Reproduce the listing below exactly. Pictures do not belong in the copy.

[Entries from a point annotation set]

● ● ● ● ●

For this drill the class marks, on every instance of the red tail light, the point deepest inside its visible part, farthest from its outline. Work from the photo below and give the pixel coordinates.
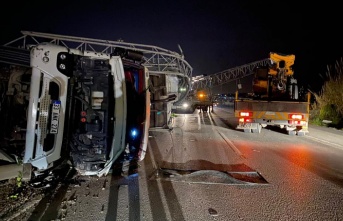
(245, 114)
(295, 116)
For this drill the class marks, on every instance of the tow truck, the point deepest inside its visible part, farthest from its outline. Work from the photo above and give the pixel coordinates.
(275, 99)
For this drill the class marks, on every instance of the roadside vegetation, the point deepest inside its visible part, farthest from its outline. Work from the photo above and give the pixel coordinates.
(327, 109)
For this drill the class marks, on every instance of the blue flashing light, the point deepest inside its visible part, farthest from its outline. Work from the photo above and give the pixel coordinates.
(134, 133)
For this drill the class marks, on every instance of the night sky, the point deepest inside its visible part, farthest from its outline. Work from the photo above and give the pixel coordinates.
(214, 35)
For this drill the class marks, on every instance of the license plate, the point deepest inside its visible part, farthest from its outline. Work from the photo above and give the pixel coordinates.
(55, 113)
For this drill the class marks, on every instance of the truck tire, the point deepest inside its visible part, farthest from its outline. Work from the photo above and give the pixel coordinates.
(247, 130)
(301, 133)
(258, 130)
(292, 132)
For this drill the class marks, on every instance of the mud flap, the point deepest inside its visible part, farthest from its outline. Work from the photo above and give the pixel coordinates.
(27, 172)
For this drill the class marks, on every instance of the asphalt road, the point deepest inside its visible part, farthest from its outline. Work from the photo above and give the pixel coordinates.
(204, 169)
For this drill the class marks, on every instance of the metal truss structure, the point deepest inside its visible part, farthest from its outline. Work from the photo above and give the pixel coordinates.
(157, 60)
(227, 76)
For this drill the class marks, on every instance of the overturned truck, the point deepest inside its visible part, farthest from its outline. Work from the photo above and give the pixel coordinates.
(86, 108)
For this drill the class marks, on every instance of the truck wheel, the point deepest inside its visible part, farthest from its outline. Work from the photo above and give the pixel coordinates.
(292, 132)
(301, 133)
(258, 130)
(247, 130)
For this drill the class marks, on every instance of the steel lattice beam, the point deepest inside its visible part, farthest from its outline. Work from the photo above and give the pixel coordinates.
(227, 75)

● ● ● ● ●

-- Written response --
For this drill the class marks, on every instance of the red tail light, the point deepest inside its visible part, farthest from its outline. Work from the photo below and give the pixel coordinates.
(245, 114)
(295, 116)
For this drill the class marks, on every instance of the tow truck, the point deepest inside its visible part, farthest from its outline. Work from the photo above and give the pixel coordinates.
(275, 99)
For this drill the class marks, on every instance of the roadside vegetation, the point deepest inside its visible part, farthest from its outline. Work from the photo above and give the pixel coordinates.
(327, 109)
For this drill the class marks, on every instance of the blue flashing light, the point deepest inside its visible part, farthest from its outline. Work from the photo above and give the pixel coordinates.
(134, 133)
For this drill the class marks, on every instance of the night sky, the point deepest inside its visible part, farthest from its outline. Work from the photo above and give the pixel coordinates.
(214, 35)
For this drill the class marks, on every instance of the license plate, the point deepest inside its visible part, farthest from its outline. Work from the photo above and give the pixel coordinates.
(55, 113)
For this drill the class marks, on every instance of the truck tire, the point deepest inside its visible part, farthest from its outline. Work from the photo above and give the pixel coordinates.
(247, 130)
(301, 133)
(258, 130)
(292, 132)
For this drill the class marks, on every instance of the mud flap, the point deepest inside its visible part, farthest from its outline. Work from the photo above and give the pixel coordinates.
(27, 172)
For this drill the class marks, on every instance of the asphalt road, the point deepest inside its visible part, farthest from its outline. Work from the photo above and give the pixel coordinates.
(204, 169)
For this drill the class marks, on every instance of the metal truss structure, the point deepest inside its visible part, farthest from its outline. Work from the photo above and give the pixel coordinates.
(157, 60)
(227, 76)
For this drill the class marks, on every instance of the overturned truck, the point deepest inside its visible part, farthest from its outline. Work from the photo above and give the pixel coordinates.
(86, 108)
For this drill the class marks, on every instance of the truck wheel, the point deepest inside its visible part, farthest from its outline. Work from the photo above and give the pixel coordinates.
(292, 132)
(301, 133)
(258, 130)
(247, 130)
For this drill the class marks, on every instance of the steel lattice beam, the point deepest inside its visible part, farthest from its outline. Work from the photo above and give the pixel coordinates.
(227, 75)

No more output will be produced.